Textabschnitt
++++++++++

Canvas erbt von Component und ist somit eine. D.h. du kannst Dein Spiel direkt in das JPanel adden.

in BAP_Spiel also per

Spiel myspiel = new Spiel();
getContentPane().setLayout(new BorderLayout());
getContentPane().add(myspiel);


----------



## L-ectron-X (8. Jan 2007)

Canvas ist eine AWT-Komponente!
AWT und Swing sollten nicht gemischt werden, dann kann es zu solchen Effekten kommen.
Statt auf Canvas kannst du auf einem JPanel zeichnen. Dazu überschreibst du die paintComponent()-Methode.


----------



## MiniDirk (8. Jan 2007)

Ja genau die leiste wird unter der richtigen leiste noch einmal gezeichnet. Habe leider keinen Webspace um das Bild einzubinden. 

Und das mit dem mischen war mir bekannt, deswegen habe ich auch in dem Spielfeld wo ich ja die anderen Sachen so langsam einbinden möchte die paintComponent Metheode überschrieben.

Wie funktioniert das den mit der Doppelbufferung? Ist gibt da ja die möglichkeit mit setDoubleBuffered(true) das Panel zu buffern.

++++++++++

Aufgabenstellung
[1] Gib bitte aus dem Forenauszug die Passage von „in BAP_Spiel also“ bis „L-ectron-X (8. Jan 2007)“ wortgetreu wieder.
[2] Welche Methode überschreibt man laut dem Forenauszug, um auf einem JPanel zu zeichnen?

Material

++++++++++

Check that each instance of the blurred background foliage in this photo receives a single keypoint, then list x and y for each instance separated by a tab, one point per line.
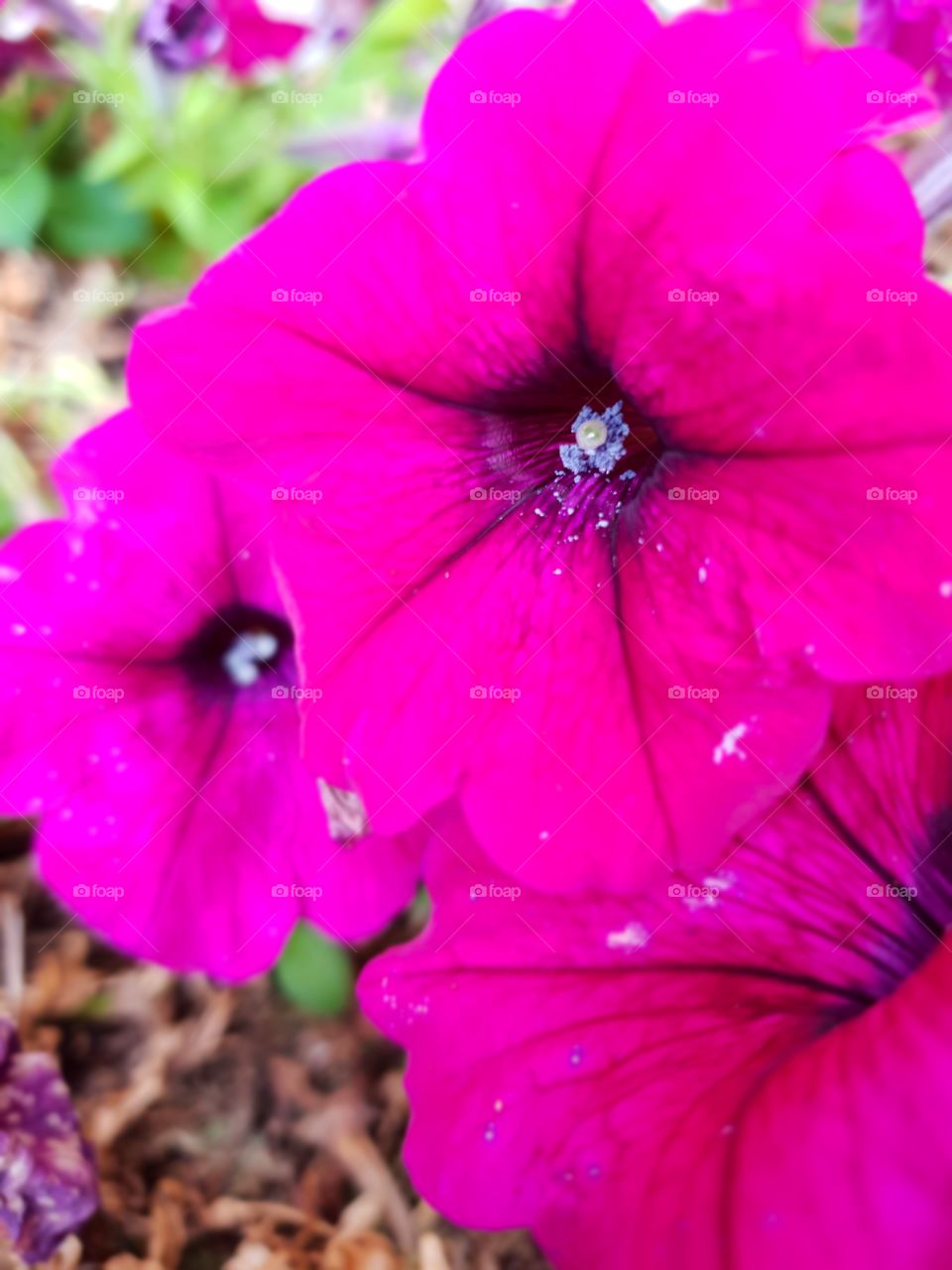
139	141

++++++++++

Erwartete Lösungen
[1]
in BAP_Spiel also per

Spiel myspiel = new Spiel();
getContentPane().setLayout(new BorderLayout());
getContentPane().add(myspiel);


----------



## L-ectron-X (8. Jan 2007)

[2] Die paintComponent()-Methode.